*** Extract ***
Developing reliable mechanisms for continuous local learning is a central challenge faced by biological and artificial systems. Yet, how the environmental factors and structural constraints on the learning network influence the optimal plasticity mechanisms remains obscure even for simple settings. To elucidate these dependencies, we study meta-learning via evolutionary optimization of simple reward-modulated plasticity rules in embodied agents solving a foraging task. We show that unconstrained meta-learning leads to the emergence of diverse plasticity rules. However, regularization and bottlenecks to the model help reduce this variability, resulting in interpretable rules. Our findings indicate that the meta-learning of plasticity rules is very sensitive to various parameters, with this sensitivity possibly reflected in the learning rules found in biological networks. When included in models, these dependencies can be used to discover potential objective functions and details of biological learning via comparisons with experimental observations.

翻译：为持续局部学习开发可靠机制是生物与人工系统面临的核心挑战。然而，即使对于简单场景，环境因素与学习网络的结构约束如何影响最优可塑性机制仍不明确。为阐明这些依赖关系，我们通过进化优化受奖励调制简约可塑性规则，对执行觅食任务的具身智能体展开元学习研究。研究发现，无约束元学习会导致多种可塑性规则涌现，但模型的正则化与瓶颈约束有助于降低这种多样性，从而产生可解释规则。结果表明，可塑性规则的元学习对多种参数高度敏感，这种敏感性可能反映在生物网络中发现的学习规则中。当将此类依赖关系纳入模型时，可通过与实验观测的对比，揭示生物学学习的潜在目标函数与具体细节。
*** End of Extract ***
*** Information supplied ***
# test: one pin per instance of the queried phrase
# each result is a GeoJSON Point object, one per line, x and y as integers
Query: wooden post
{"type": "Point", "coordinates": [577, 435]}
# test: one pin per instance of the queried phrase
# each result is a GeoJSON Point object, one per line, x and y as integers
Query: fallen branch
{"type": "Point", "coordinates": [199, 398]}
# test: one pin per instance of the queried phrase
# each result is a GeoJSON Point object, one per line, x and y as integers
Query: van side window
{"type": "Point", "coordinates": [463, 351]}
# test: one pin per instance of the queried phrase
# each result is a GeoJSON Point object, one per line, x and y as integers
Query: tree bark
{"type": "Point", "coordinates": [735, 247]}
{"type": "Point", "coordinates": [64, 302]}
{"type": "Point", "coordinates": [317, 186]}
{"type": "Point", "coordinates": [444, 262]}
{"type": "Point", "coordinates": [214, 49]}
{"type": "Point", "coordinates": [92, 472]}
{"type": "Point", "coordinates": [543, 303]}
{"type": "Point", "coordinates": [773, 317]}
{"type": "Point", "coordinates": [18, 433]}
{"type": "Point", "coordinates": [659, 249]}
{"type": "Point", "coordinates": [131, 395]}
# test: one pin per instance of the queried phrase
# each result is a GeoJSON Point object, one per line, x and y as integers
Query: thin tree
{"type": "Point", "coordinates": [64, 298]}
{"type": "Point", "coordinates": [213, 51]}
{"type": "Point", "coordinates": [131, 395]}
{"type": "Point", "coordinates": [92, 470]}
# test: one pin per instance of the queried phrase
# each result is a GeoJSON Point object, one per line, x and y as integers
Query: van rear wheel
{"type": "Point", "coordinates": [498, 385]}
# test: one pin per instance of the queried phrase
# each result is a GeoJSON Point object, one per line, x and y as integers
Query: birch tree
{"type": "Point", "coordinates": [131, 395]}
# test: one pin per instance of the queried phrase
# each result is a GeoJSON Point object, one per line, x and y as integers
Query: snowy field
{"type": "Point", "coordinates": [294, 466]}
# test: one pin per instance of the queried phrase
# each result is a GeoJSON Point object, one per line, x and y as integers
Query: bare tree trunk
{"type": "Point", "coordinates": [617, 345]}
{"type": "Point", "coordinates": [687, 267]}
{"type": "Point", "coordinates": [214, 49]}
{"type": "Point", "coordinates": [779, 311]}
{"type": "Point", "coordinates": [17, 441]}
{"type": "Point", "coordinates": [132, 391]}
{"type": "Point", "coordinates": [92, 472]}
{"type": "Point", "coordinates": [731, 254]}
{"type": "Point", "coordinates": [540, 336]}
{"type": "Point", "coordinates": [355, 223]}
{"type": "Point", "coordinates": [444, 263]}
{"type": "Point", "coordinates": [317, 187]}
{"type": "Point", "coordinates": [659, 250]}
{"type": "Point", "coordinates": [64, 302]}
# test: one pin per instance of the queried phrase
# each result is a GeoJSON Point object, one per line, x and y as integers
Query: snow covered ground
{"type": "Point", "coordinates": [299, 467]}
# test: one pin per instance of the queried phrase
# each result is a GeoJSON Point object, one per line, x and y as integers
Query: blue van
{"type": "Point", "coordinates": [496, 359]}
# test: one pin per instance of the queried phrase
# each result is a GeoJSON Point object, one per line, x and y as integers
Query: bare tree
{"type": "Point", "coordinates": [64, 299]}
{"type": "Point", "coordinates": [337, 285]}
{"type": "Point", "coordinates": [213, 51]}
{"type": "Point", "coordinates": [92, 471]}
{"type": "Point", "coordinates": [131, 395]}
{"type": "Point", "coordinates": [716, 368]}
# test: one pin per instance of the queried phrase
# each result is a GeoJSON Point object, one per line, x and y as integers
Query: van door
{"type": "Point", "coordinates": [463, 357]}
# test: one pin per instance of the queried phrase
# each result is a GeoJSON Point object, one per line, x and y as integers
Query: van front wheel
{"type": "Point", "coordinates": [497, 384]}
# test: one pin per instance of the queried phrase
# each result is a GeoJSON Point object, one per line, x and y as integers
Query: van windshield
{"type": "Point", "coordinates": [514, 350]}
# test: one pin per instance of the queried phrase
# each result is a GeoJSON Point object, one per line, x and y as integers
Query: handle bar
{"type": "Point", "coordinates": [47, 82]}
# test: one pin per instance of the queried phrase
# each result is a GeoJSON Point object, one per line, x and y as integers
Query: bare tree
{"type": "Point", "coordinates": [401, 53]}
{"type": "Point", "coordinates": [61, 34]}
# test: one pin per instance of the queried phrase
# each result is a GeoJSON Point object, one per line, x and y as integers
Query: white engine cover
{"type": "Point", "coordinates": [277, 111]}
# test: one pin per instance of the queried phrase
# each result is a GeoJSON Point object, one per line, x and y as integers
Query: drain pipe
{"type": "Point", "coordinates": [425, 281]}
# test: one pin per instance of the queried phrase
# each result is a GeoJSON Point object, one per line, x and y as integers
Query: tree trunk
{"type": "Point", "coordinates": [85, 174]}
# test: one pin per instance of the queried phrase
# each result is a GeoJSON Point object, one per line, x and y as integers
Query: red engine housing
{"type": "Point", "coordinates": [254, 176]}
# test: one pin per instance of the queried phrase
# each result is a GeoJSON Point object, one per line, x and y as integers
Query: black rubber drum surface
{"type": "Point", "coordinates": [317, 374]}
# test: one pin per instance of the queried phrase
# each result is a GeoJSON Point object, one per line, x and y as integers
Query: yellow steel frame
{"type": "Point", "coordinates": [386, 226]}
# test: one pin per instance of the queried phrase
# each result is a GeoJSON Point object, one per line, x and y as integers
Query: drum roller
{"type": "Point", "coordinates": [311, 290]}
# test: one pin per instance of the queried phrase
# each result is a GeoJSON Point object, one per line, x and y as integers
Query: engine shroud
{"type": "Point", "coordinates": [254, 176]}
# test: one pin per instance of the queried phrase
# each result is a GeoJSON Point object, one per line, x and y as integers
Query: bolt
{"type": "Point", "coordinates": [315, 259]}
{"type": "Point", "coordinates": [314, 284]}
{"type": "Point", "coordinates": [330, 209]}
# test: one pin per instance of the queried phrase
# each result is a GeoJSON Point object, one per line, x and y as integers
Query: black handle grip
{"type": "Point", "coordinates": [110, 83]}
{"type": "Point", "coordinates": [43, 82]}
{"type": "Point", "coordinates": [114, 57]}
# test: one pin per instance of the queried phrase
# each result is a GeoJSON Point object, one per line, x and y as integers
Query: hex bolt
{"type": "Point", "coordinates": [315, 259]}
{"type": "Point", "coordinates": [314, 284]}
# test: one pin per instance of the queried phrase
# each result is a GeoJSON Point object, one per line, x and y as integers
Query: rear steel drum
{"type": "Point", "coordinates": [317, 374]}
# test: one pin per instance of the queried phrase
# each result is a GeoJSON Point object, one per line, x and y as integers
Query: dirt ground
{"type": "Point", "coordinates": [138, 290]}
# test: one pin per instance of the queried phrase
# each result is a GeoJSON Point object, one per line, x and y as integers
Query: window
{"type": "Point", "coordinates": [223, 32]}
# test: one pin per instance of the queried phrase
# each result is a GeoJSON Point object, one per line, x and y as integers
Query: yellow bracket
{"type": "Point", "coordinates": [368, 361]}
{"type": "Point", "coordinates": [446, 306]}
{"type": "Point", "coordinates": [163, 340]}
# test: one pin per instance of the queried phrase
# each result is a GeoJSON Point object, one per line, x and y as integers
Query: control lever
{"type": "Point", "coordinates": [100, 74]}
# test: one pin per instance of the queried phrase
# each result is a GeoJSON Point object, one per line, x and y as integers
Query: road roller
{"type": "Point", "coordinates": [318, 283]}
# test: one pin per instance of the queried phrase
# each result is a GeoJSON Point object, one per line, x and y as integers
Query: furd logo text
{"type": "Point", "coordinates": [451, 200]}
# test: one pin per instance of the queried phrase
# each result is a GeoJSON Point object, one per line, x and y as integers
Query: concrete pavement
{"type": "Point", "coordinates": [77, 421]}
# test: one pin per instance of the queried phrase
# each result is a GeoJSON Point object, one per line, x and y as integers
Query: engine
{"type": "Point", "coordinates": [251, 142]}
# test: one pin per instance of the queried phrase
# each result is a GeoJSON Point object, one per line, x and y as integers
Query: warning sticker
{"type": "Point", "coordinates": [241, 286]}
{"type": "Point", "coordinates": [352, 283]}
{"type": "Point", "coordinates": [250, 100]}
*** End of Information supplied ***
_What to work on_
1. Give the passage of the abstract from "翻译：为持续局部学习开发可靠" up to and including "习的潜在目标函数与具体细节。" again, but swap "觅食任务" for "导航任务".
2. What is the first word of each sentence in the English paragraph of the abstract?

_Outputs in order_
1.
翻译：为持续局部学习开发可靠机制是生物与人工系统面临的核心挑战。然而，即使对于简单场景，环境因素与学习网络的结构约束如何影响最优可塑性机制仍不明确。为阐明这些依赖关系，我们通过进化优化受奖励调制简约可塑性规则，对执行导航任务的具身智能体展开元学习研究。研究发现，无约束元学习会导致多种可塑性规则涌现，但模型的正则化与瓶颈约束有助于降低这种多样性，从而产生可解释规则。结果表明，可塑性规则的元学习对多种参数高度敏感，这种敏感性可能反映在生物网络中发现的学习规则中。当将此类依赖关系纳入模型时，可通过与实验观测的对比，揭示生物学学习的潜在目标函数与具体细节。

2. Developing, Yet, To, We, However, Our, When